_Your goal_
Return all of the entries below exactly as they are given.

_Supplied data_
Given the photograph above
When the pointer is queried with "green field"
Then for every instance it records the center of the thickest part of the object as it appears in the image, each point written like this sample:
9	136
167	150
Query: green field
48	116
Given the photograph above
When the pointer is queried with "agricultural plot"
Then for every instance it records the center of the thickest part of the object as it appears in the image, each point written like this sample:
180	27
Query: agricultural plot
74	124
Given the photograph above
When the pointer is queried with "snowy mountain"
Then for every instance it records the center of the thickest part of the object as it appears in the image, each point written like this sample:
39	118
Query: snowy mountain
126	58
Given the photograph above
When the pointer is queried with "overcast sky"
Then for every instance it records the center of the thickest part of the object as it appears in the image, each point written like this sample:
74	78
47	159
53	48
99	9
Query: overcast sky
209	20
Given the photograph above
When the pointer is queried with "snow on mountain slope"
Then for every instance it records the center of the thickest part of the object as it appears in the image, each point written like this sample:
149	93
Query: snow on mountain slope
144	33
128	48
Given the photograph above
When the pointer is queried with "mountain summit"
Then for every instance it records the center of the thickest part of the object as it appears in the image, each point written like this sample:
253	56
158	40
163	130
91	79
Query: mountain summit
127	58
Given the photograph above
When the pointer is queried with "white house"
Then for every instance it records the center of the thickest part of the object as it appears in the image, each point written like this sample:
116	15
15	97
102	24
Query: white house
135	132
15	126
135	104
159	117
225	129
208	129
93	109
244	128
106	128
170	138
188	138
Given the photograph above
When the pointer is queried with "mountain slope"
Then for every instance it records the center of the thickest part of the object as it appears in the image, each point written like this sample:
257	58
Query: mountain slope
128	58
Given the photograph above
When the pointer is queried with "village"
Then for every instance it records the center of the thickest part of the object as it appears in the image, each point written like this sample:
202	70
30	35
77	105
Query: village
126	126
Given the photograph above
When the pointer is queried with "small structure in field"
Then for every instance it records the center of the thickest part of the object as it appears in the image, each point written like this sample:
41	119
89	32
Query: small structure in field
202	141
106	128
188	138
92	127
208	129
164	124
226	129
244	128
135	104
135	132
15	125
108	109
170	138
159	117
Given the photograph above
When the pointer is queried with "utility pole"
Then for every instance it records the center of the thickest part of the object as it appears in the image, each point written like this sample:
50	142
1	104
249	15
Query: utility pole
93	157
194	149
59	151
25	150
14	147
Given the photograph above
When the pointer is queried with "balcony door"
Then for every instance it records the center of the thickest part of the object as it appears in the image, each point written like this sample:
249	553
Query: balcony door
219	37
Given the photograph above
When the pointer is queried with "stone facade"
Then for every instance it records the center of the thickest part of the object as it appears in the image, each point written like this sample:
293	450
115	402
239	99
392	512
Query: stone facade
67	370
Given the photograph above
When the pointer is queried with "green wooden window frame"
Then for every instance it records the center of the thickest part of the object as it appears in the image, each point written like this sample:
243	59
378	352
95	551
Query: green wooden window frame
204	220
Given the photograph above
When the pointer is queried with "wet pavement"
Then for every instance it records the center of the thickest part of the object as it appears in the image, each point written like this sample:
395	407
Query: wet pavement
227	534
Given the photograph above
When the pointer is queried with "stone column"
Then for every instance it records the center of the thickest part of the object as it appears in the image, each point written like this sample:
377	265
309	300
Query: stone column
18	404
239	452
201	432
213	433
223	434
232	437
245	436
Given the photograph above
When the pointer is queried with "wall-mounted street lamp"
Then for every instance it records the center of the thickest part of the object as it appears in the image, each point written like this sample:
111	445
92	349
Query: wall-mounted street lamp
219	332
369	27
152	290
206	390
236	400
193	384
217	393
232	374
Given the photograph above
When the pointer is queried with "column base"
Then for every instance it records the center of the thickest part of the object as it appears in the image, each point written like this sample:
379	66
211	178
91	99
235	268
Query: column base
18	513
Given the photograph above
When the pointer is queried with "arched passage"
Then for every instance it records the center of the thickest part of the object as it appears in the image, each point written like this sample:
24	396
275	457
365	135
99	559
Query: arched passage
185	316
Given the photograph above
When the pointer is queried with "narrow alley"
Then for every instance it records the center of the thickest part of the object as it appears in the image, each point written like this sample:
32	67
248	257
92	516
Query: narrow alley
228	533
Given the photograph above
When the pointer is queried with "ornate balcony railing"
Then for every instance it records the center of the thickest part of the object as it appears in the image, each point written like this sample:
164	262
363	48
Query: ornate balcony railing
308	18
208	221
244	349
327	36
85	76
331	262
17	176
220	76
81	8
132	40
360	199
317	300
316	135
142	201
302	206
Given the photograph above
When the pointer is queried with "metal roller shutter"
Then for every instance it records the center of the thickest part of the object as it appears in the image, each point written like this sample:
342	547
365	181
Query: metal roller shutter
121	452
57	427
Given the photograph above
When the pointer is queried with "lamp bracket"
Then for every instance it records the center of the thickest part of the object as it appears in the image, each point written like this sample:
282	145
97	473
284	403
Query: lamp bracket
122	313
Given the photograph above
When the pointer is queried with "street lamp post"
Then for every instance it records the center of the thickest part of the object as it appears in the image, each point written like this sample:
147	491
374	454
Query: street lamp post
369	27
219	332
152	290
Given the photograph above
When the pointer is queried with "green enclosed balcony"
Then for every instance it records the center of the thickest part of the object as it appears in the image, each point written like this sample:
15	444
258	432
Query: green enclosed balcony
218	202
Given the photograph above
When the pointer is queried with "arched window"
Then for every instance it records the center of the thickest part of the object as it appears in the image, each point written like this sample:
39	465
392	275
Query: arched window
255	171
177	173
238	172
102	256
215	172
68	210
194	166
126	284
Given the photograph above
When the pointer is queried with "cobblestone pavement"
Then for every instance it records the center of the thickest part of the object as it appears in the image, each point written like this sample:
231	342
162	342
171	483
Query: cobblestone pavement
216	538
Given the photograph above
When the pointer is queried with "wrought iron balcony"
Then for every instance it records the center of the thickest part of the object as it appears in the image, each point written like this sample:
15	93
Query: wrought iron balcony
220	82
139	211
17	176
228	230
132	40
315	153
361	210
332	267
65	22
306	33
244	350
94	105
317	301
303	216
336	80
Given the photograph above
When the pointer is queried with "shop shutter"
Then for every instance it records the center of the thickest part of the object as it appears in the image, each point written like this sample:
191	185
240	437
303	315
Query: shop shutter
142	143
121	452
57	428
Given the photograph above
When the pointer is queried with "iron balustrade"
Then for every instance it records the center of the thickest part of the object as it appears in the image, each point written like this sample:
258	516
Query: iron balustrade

_Answer box_
Given the photograph above
When the pointer is queried with "green field"
Then for every instance it records the center of the thickest part of the object as it appears in the image, each point written like this sample:
9	136
167	150
Query: green field
48	116
Given the photograph above
When the pointer is queried with "agricultural plot"
Then for every instance it records the center of the thickest part of the object as it appears in the image, each point written like this sample:
180	27
Query: agricultural plot
74	124
Given the photograph above
When the pointer is queried with "snowy mountain"
Then for every instance it records the center of the thickest part of the object as it appears in the image, each point written like this sample:
39	118
Query: snowy mountain
126	58
Given the photograph above
When the pointer is queried with "overcast sky"
Then for every instance it records the center of the thickest part of the object as it appears in the image, each point written like this sample:
74	78
47	159
53	48
99	9
Query: overcast sky
209	20
Given the photograph above
When the pointer is queried with "snow on mountain slope"
Then for every instance it records the center of the thickest part of the object as it appears in the image, each point written like this sample:
149	93
Query: snow on mountain slope
144	33
128	48
Given the photograph above
When the pointer is queried with "mountain summit"
Then for every instance it records the center of the thickest part of the object as it appears in the image, each point written like this sample:
253	56
158	40
163	130
91	79
Query: mountain summit
127	58
Given the photograph above
When the pointer is queried with "white house"
Then for every instance it records the center of the thickest part of the object as it appears in the image, each point written like this sample:
116	15
15	97
102	24
Query: white house
135	132
15	126
135	104
159	117
225	129
208	129
93	109
244	128
106	128
170	138
188	138
Given the photograph above
When the pointer is queried with "mountain slope"
Then for every instance it records the center of the thickest part of the object as it appears in the image, each point written like this sample:
257	58
Query: mountain slope
128	58
Given the photograph above
When the pointer is queried with "village"
Then for every instance it records the center of the thickest part of the object as it appears in the image, each point written like this sample:
202	70
30	35
77	105
Query: village
126	126
Given the photograph above
When the pointer is queried with "small structure in field"
Then for every instance it records the center of the thickest part of the object as it appears in the image, each point written like this sample:
41	119
89	32
Query: small structure in field
202	141
106	128
188	138
92	127
208	129
164	124
226	129
244	128
135	104
135	132
15	125
108	109
170	138
159	117
Given the photograph above
When the pointer is queried with "utility pole"
Then for every instance it records the center of the thickest part of the object as it appears in the image, each point written like this sample:
50	142
1	104
249	15
Query: utility pole
93	157
194	149
59	151
25	150
14	147
Given the photograph above
When the pointer is queried with "balcony door"
Then for every instance it records the center of the thickest part of the object as it appears in the image, each point written like this sample:
249	553
Query: balcony door
219	37
Given the photograph above
When the pointer is queried with "stone facade"
Then for every instance it records the center of the thickest part of the object as it appears in the image, each point written like this sample:
293	450
115	402
239	99
392	512
Query: stone facade
67	370
Given the photograph above
When the pointer is queried with "green wooden window frame"
Then for every instance it records the center of the thickest part of the object as it appears in the image, each point written like this sample:
243	59
378	352
95	551
Query: green wooden window frame
204	220
Given the photograph above
When the pointer is queried with "wet pavement"
Then for every instance it records the center of the thickest part of the object as it appears in the image, each point written like this sample:
395	407
Query: wet pavement
227	534
Given the photograph above
When the pointer is queried with "stone column"
Then for every instance it records the center of the thickest part of the object as it appears in the image, each point written like this sample:
377	265
309	300
Query: stone column
18	404
239	452
201	432
213	433
223	434
232	437
245	436
Given the photograph above
When the pointer is queried with "wall-mounted street lamp"
Then for every instance it records the center of the thickest part of the object as it appears in the image, each point written like this sample:
111	445
92	349
Query: wall-mounted street lamp
219	332
369	27
152	290
206	390
236	400
193	384
217	393
232	374
Given the photograph above
When the pointer is queried with "column base"
Then for every instance it records the center of the thickest part of the object as it appears in the image, each point written like this sample:
379	66
211	178
91	99
235	268
Query: column base
18	513
Given the photograph above
When the pointer is queried with "arched passage"
Then for every instance it records the center of the thickest part of the object as it appears in the image, each point written like this sample:
24	396
275	457
365	135
99	559
Query: arched passage
185	316
Given the photograph above
When the pointer is queried with "narrow alley"
Then for every instance it records the center of the thickest part of the object as it appears in the image, each point written like this sample:
32	67
248	257
92	516
Query: narrow alley
228	533
Given the photograph above
When the pointer is queried with "ornate balcony railing"
Then for every instance it records the center of the thickest part of the object as it appears in the image, each point written like this sample:
164	262
363	48
Query: ornate balcony railing
308	18
208	221
244	349
327	36
85	76
331	262
17	176
220	76
81	8
132	40
360	199
317	300
316	135
142	201
302	206
Given the photograph above
When the pointer is queried with "metal roller shutter"
Then for every instance it records the center of the thickest part of the object as it appears in the image, each point written like this sample:
342	547
365	181
Query: metal roller shutter
121	452
57	427
Given the photograph above
When the pointer is queried with "lamp bracket"
Then for every instance it records the center of the thickest part of the object as it appears in the image, each point written like this sample:
282	145
97	473
284	403
Query: lamp bracket
122	313
Given the photograph above
When the pointer is queried with "street lamp post"
Then for every instance it records the center of the thickest part of the object as it appears in the image, each point written like this sample:
147	491
374	454
Query: street lamp post
369	27
219	332
152	290
Given the photograph above
When the pointer is queried with "green enclosed balcony"
Then for every instance it records the center of the thickest part of the object as it appears in the image, each point written like this sample:
15	444
258	432
Query: green enclosed balcony
218	202
Given the photograph above
When the pointer is queried with "arched window"
Then for every instance it records the center of the thickest part of the object as it appears in the image, each point written like this sample:
39	465
392	275
Query: arched window
255	171
177	173
238	172
102	256
215	172
68	210
194	166
126	284
Given the photograph above
When the pointer is queried with "cobblestone pavement"
Then for every instance it records the center of the thickest part of the object as it appears in the image, each point written like this sample:
231	342
162	342
171	483
Query: cobblestone pavement
216	538
Given the photograph above
When the pointer is queried with "wrought iron balcony"
Then for every instance it records the center of the thickest part of the object as it appears in the image, each point written like this sample:
15	93
Query: wrought iron balcony
220	82
139	211
17	176
228	230
132	40
315	153
361	210
332	267
65	22
306	33
244	350
94	105
317	301
303	216
336	80
Given the photograph above
When the pointer is queried with "shop shutter"
Then for every instance it records the center of the thickest part of the object as it appears in the image, each point written like this sample:
191	185
240	437
303	315
Query: shop shutter
142	143
121	452
57	428
Given the photograph above
When the pointer is queried with "iron balustrade"
Then for every instance it records the center of the thickest part of the object as it appears in the image, each point written like this sample:
258	516
Query: iron balustrade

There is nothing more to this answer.